• **Excerpted passage**
###
Standard Terms and Conditions of Service Supply

Definitions.

In these conditions the following terms shall have the following meanings:

‘Company’ Presteen B Ltd

‘Contract’ Any Contract for the supply of Services by the Company to the Client.

‘Client’ The Client of the Company.

‘Services’ Any Services forming the subject of this Contract.

These conditions shall be incorporated in the Contract to the exclusion of any
terms or conditions stipulated or referred to by the Client.

Fees.

Service fees and associated expenses are payable and will be charged by The Company at the charge out rate per hour, whilst engaged at meetings either in person or by telephone, and for any agents time used as a direct result of the consultancy. This will also include mileage at the mileage rate per mile and a travelling cost plus any other travel or miscellaneous expenses incurred.

Fees exclude VAT and any other taxes or duties which will be charged at the rate or rates applicable at the date of invoice from the Company to the Client.

Legality

The Company Ltd will not knowingly undertake investigations that will be in breach of any laws.

Confidentiality.

The Company Ltd will never disclose client information without being served the proper legal instrument that The Company Ltd must comply with, unless the client expressly wishes us to release any such information to a third party. In the absence of such an instrument, or client authority to release information pertaining to a client’s investigations, The Company Ltd considers all client materials, identity data, and all material relating to client investigations as highly confidential.

Payment

All fees for instructing The Company Ltd are payable in advance.

The company reserves the right to request a deposit of 50% of the anticipated total fee payable upon the signing of the Contract.

The balance of the price is payable at agreed intervals during the service.

The Company reserves the right to charge interest at a rate of 6% per annum above the base rate of HSBC Bank PLC from time to time in force on invoices not paid by the due date (whether before or after Judgment) and to require reimbursement to the Company by the Client of all costs and expenses (including legal costs) incurred in the collection of any overdue amount.
###
• **Given material**
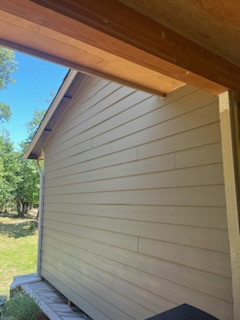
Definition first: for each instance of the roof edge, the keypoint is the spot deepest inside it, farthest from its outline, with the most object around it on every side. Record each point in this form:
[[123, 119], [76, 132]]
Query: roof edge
###
• **Directives**
• 1. In the service terms and conditions, what deposit may the company request when the Contract is signed?
• 2. Write out the service terms and conditions word for word, starting at "The Company Ltd will not" and ending at "of the Contract.".
• 3. Extend the service terms and conditions past their final clause.
The data has no connection to the terms and conditions.

• **Results**
• 1. A deposit of 50% of the anticipated total fee.

• 2.
The Company Ltd will not knowingly undertake investigations that will be in breach of any laws.

Confidentiality.

The Company Ltd will never disclose client information without being served the proper legal instrument that The Company Ltd must comply with, unless the client expressly wishes us to release any such information to a third party. In the absence of such an instrument, or client authority to release information pertaining to a client’s investigations, The Company Ltd considers all client materials, identity data, and all material relating to client investigations as highly confidential.

Payment

All fees for instructing The Company Ltd are payable in advance.

The company reserves the right to request a deposit of 50% of the anticipated total fee payable upon the signing of the Contract.

• 3.
Performance

The Company warrants to the Client that the Services will be supplied using such care and skill as is reasonable in the circumstances.

The Client will provide the Company with any instructions or documents required to enable the Services to be performed.

The Company makes no guarantee that the information contained in reports provided to clients, whether implied or stated, either orally communicated or in writing, are true and accurate. The Company Ltd accepts no liability for any inaccuracies in its reporting, the use, misuse or any loss arising from its’ reports.

Extent of Liability

The Company shall have no liability to the Client for any loss or damage of any nature in connection with the performance or non performance of the Contract to the greatest extent permissible by the law.

Under no circumstances shall the Company have any liability for the suitability of any Services whether or not the purpose or conditions were known or communicated to the Company.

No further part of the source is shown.